**DOCUMENT SECTION**
Behind the Merrick Garland Blockade

Although a majority of Americans disagree, blocking a vote on a Supreme Court nominee is one of the few issues that unites fractious Republicans.

May 5, 2016

The views expressed are the author's own and not necessarily those of the Brennan Center for Justice.

How much is a business-friendly Supreme Court worth? As much as $835 million for at least one company. That’s the amount Dow Chemical agreed to pay in a class action settlement rather than continue an appeal to a Supreme Court in ideological flux after Justice Antonin Scalia’s death.

“With the untimely, unfortunate death of Justice Scalia, it leaves in question the current structure of the court,” Dow spokeswoman Rachelle Schikorra told The Wall Street Journal. “With this changing landscape, the unknowns, we just decided to put this behind us.”

For those wondering how the fight over Scalia’s replacement went to constitutional DEFCON 1, look no further. At least since 1971, business interests have sought to have their way with the American court system. The current standoff over the Merrick Garland nomination is the latest, ugliest chapter in that story.

**GOAL OF THE EXERCISE**
Please reproduce the stretch of the Garland blockade article from "The views expressed" through "Antonin Scalia’s death.", word for word.

**RECORD SET**
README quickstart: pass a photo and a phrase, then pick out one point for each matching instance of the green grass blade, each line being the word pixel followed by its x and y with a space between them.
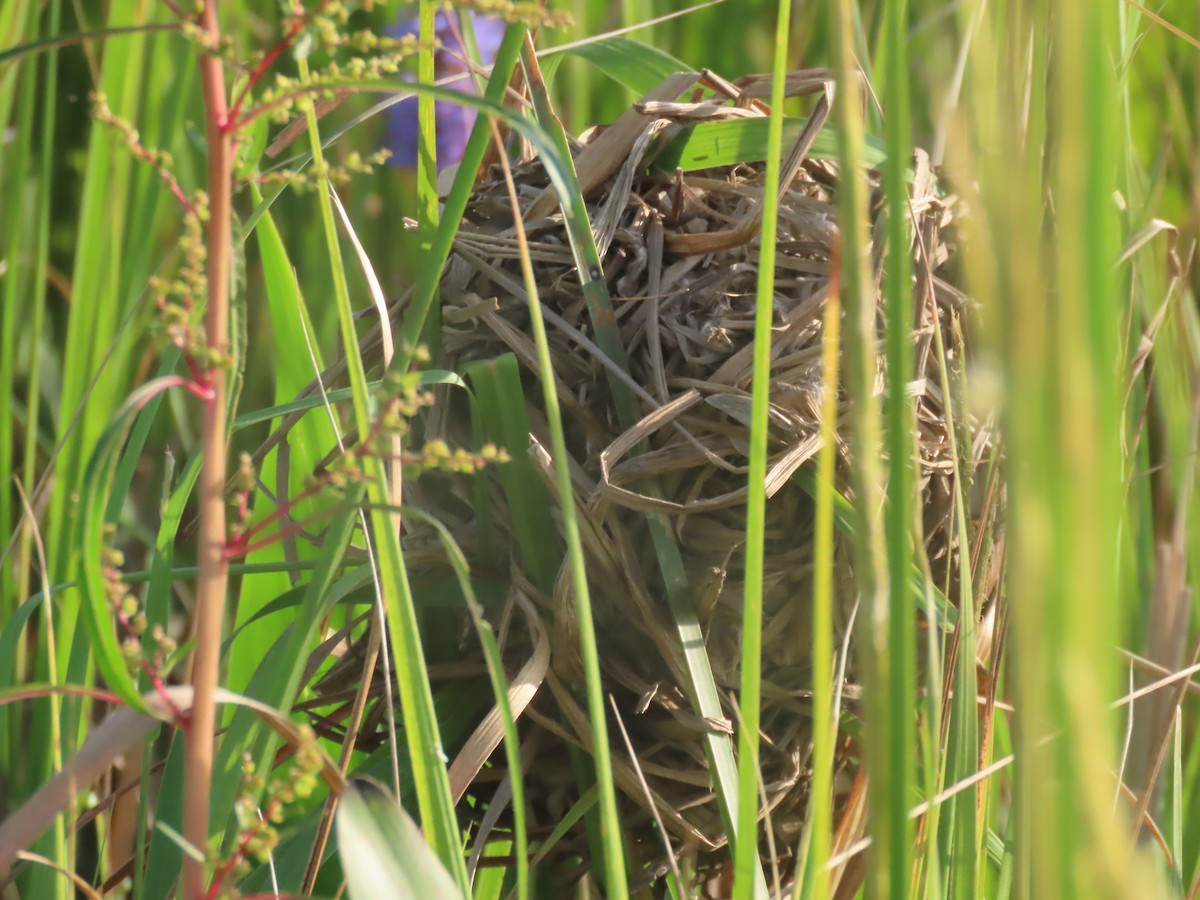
pixel 633 64
pixel 733 141
pixel 745 850
pixel 433 796
pixel 867 474
pixel 898 669
pixel 381 845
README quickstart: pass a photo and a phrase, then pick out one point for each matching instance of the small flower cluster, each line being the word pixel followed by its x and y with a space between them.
pixel 400 400
pixel 130 617
pixel 258 820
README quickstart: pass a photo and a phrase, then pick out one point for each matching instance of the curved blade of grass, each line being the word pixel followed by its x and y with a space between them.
pixel 898 669
pixel 595 292
pixel 615 883
pixel 435 801
pixel 745 851
pixel 93 503
pixel 502 412
pixel 733 141
pixel 379 845
pixel 120 735
pixel 429 378
pixel 499 688
pixel 867 474
pixel 636 65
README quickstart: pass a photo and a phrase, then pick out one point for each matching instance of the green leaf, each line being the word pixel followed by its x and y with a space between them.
pixel 634 64
pixel 381 845
pixel 733 141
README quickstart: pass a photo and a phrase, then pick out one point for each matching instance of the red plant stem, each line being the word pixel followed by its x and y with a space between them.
pixel 210 589
pixel 261 70
pixel 244 547
pixel 274 515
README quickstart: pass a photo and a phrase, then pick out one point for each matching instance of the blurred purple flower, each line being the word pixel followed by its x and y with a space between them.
pixel 454 121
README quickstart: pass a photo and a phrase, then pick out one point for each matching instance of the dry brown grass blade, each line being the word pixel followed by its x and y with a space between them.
pixel 604 156
pixel 522 689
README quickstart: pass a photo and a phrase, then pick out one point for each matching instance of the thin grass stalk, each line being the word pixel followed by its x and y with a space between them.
pixel 48 99
pixel 867 475
pixel 435 801
pixel 615 883
pixel 426 288
pixel 210 588
pixel 960 832
pixel 495 661
pixel 427 157
pixel 1085 513
pixel 825 726
pixel 745 849
pixel 897 667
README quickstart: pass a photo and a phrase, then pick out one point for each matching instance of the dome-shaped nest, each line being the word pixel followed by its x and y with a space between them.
pixel 681 261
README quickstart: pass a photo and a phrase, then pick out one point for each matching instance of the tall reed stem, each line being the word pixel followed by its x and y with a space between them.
pixel 210 592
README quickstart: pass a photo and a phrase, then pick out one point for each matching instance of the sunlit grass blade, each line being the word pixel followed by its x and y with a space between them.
pixel 417 702
pixel 887 874
pixel 745 849
pixel 897 669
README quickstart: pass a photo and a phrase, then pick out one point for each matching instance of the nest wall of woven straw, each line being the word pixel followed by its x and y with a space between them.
pixel 681 261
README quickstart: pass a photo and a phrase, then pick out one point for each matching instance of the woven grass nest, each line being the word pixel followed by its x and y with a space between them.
pixel 679 255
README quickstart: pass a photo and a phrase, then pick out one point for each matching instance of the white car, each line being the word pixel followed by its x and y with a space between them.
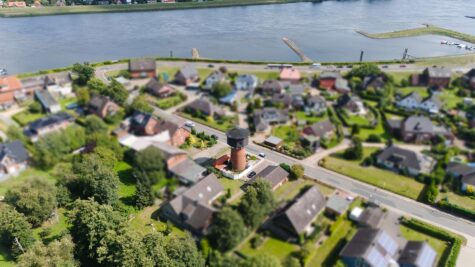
pixel 189 124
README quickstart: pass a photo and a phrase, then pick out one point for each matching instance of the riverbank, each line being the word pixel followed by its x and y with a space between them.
pixel 426 30
pixel 66 10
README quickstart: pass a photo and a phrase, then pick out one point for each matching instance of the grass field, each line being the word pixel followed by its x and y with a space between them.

**RESULT**
The views expressed are the author's own and not necessarily those of the Brennan Center for Justice.

How much is a business-friendly Supreme Court worth? As much as $835 million for at least one company. That’s the amount Dow Chemical agreed to pay in a class action settlement rather than continue an appeal to a Supreme Court in ideological flux after Justice Antonin Scalia’s death.